Recorded data
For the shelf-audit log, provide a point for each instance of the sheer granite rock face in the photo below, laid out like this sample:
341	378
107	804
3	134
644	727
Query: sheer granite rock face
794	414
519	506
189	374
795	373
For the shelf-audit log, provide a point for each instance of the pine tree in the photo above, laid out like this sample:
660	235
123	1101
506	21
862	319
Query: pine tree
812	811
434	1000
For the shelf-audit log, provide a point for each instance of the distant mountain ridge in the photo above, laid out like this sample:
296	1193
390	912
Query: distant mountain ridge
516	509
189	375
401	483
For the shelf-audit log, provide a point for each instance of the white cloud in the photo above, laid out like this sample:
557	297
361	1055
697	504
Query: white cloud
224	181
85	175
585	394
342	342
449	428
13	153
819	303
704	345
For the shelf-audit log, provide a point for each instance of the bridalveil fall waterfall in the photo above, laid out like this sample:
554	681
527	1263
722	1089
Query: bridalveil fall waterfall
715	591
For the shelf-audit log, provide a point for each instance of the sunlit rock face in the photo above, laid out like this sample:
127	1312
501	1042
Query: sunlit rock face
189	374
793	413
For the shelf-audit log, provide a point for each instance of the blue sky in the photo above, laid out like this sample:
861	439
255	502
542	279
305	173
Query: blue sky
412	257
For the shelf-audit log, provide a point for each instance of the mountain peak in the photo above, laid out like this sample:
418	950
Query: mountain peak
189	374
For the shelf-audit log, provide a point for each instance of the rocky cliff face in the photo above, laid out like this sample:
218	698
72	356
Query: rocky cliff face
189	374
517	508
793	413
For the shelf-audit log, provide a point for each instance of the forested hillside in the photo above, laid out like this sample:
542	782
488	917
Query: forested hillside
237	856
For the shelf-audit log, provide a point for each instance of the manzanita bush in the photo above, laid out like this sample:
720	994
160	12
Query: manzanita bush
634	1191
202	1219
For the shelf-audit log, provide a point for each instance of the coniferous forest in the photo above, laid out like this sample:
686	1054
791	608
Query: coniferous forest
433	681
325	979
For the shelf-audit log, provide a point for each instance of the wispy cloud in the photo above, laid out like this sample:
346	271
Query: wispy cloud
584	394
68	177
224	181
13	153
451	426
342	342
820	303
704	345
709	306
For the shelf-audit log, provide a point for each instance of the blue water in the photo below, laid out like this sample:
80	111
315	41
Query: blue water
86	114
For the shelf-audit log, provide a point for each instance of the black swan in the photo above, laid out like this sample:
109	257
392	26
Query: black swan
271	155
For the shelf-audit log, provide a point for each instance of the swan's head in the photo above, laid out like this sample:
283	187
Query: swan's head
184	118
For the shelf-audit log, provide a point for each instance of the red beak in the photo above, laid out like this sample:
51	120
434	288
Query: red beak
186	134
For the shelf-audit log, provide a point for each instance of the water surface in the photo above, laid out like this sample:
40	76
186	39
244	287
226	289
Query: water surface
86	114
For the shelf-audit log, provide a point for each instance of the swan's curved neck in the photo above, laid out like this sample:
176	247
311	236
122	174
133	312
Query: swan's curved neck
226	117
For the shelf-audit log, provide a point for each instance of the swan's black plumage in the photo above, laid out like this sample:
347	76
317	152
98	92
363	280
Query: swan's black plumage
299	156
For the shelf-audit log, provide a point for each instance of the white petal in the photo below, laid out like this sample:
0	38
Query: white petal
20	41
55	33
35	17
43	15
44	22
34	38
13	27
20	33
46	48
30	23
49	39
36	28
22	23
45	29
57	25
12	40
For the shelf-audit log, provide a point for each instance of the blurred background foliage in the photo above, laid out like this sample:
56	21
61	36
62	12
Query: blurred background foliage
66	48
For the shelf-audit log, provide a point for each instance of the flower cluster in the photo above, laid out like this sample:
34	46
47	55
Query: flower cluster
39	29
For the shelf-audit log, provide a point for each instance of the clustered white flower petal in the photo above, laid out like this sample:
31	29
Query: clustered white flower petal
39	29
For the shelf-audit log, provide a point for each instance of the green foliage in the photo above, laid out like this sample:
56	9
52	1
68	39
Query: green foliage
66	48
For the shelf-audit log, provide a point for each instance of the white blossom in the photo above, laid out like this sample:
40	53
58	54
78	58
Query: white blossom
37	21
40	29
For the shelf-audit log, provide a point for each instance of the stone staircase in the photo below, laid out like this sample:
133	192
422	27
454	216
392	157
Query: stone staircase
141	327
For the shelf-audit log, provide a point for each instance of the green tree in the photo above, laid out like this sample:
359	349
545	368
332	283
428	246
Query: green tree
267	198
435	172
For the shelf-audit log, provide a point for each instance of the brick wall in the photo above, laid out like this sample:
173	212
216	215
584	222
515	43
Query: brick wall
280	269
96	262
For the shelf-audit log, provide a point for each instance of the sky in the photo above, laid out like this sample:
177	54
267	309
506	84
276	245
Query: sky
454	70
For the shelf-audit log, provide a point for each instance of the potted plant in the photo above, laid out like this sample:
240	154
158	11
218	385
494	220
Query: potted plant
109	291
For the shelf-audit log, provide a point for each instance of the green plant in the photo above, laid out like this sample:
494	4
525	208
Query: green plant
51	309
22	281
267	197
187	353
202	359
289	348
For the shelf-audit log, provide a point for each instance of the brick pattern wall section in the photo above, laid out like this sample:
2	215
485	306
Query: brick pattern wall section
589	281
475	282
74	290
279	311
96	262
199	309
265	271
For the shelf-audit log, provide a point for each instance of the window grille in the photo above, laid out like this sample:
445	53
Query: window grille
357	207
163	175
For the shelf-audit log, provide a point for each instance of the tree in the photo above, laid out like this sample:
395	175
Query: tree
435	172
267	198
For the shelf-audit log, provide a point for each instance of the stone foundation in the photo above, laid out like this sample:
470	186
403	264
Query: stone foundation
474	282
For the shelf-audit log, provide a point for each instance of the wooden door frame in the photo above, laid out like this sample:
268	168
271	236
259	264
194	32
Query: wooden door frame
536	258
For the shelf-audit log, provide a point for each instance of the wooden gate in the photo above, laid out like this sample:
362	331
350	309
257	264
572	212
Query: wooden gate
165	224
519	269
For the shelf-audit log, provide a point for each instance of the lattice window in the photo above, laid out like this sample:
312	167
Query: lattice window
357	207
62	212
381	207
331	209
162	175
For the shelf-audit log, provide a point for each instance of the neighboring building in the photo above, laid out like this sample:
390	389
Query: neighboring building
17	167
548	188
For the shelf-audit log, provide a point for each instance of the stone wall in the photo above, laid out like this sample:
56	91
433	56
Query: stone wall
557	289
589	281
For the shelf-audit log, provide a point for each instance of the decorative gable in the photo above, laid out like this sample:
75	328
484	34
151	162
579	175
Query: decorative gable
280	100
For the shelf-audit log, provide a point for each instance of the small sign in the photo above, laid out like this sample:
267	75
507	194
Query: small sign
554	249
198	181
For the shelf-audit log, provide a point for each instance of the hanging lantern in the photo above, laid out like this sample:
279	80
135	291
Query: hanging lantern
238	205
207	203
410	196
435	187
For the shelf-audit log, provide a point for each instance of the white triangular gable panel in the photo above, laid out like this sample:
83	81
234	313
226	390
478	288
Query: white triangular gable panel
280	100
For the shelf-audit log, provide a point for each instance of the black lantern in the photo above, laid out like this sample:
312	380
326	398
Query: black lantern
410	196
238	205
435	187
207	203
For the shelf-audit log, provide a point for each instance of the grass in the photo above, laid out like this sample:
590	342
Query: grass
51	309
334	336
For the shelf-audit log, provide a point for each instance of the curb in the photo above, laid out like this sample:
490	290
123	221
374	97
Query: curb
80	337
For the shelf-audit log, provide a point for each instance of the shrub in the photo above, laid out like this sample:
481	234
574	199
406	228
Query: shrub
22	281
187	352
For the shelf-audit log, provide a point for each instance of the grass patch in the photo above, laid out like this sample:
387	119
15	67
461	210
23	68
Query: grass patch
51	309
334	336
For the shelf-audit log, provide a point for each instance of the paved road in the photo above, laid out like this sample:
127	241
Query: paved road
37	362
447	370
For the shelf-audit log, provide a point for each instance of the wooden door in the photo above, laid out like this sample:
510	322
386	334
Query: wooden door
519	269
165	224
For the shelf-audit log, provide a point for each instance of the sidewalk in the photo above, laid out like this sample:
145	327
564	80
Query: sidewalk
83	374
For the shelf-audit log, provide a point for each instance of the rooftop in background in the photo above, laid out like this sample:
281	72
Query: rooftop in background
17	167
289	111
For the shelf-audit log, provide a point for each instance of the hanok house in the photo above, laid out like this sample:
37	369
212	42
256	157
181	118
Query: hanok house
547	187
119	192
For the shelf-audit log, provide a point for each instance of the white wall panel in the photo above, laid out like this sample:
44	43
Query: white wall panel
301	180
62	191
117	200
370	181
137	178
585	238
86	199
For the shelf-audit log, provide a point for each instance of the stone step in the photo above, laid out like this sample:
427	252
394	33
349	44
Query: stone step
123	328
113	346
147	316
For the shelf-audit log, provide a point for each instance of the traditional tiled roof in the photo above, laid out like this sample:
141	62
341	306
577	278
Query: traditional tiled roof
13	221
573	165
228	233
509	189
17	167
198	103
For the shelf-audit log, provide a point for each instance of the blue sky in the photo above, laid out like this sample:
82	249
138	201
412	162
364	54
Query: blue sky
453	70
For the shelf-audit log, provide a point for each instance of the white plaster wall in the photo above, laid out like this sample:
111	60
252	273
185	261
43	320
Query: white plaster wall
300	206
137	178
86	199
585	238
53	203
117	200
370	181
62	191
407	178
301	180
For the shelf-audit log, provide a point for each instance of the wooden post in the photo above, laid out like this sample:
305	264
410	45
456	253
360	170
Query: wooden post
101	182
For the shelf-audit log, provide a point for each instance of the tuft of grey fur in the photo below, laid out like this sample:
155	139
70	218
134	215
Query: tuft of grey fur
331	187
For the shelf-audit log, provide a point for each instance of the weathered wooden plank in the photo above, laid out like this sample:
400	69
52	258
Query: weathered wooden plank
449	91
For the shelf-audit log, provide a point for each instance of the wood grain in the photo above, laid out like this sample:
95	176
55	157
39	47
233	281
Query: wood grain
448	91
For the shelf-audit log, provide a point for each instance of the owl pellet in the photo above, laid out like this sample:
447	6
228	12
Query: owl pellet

[Problem details] A complete answer gives every line of the records holding "pellet".

[Exercise response]
For the shelf-audit log, provide a point for each instance of the owl pellet in the photo above, laid out like this sample:
Query: owl pellet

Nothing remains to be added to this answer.